• **Your task**
Gather every line below where "peacock" appears.

Image point grounding data:

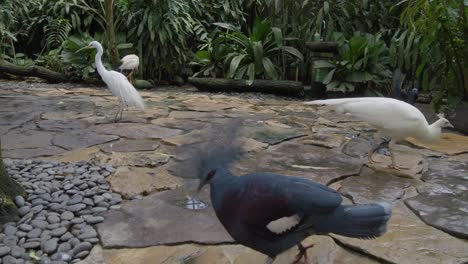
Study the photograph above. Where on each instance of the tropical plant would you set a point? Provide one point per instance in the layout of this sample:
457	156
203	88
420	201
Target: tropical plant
57	32
364	63
258	53
209	60
432	46
162	31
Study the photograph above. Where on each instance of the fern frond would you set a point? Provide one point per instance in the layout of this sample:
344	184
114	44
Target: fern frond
57	32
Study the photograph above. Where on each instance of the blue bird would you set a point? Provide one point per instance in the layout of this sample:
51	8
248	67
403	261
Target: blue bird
271	213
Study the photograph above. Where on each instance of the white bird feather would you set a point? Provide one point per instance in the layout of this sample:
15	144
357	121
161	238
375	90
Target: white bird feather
283	224
117	82
129	62
393	118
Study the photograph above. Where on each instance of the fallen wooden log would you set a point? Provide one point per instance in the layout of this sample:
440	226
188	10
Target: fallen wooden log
282	87
34	71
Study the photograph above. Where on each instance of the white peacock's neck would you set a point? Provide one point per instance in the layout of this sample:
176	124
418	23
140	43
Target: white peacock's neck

• **Response to the exercise**
Study the photograph above. Where on each instance of the white peacock's neck would you set a point? Provide one point per instance in the layout of this sample:
Target: white peacock's neck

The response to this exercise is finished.